(Collected data)
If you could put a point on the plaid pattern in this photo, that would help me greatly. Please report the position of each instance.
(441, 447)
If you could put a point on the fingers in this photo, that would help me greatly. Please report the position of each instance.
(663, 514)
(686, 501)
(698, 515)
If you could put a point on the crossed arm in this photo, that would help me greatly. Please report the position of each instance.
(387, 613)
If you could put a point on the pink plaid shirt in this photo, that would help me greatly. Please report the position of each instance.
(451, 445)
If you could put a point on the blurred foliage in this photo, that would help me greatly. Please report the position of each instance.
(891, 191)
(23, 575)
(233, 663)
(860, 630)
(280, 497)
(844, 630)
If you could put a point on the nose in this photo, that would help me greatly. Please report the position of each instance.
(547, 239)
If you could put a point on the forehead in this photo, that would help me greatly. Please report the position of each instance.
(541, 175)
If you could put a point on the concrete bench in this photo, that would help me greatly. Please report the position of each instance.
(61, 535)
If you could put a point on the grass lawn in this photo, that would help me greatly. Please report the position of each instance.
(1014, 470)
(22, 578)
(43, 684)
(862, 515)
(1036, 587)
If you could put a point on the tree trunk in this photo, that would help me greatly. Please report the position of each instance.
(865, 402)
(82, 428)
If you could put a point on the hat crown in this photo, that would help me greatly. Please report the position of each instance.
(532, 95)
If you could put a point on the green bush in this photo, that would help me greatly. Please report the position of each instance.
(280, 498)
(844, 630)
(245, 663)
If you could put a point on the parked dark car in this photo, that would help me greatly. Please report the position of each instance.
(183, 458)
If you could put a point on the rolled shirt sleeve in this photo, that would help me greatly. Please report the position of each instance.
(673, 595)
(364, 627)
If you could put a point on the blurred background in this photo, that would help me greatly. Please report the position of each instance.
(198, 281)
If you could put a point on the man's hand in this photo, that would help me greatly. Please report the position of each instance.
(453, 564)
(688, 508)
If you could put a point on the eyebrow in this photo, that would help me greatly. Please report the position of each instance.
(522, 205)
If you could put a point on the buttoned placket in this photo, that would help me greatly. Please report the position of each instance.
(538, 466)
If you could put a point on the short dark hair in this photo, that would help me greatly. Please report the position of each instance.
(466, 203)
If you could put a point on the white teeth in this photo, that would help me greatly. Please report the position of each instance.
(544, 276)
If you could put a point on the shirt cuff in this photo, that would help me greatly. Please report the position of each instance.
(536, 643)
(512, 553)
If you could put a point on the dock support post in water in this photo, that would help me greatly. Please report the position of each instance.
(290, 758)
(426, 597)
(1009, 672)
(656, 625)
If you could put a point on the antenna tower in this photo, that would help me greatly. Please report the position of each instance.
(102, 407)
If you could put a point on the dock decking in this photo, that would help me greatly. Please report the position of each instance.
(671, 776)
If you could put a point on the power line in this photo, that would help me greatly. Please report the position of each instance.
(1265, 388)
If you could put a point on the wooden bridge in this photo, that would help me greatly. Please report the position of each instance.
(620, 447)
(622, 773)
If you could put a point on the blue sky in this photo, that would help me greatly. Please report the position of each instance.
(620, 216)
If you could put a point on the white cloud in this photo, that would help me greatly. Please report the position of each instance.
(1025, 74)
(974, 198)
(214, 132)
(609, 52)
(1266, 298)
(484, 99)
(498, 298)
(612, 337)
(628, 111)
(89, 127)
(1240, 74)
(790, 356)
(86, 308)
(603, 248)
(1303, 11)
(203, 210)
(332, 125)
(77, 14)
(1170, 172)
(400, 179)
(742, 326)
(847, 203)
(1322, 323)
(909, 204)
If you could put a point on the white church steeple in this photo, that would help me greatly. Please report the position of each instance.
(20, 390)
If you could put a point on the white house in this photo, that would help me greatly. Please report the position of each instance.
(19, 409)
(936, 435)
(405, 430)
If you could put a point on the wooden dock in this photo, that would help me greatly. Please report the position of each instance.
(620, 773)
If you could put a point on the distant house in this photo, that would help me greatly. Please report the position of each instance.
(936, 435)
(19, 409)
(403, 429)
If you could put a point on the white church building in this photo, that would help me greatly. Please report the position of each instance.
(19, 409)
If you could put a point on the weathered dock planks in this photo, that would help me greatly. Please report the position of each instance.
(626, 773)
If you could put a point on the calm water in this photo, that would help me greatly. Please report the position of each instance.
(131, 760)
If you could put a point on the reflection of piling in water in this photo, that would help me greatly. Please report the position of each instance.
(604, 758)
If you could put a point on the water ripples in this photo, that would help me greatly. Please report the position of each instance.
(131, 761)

* **PROBLEM TO WORK ON**
Write out word for word the lines from the one containing "If you could put a point on the reflection" through the end of the rows.

* **THE RESULT**
If you could put a point on the reflection of piling in water in this photo, that would help me greatly. Please report the position of each instance.
(604, 758)
If you could put a point on the water ripples in this photo, that would help me greatly. Please report the position of each instance.
(131, 761)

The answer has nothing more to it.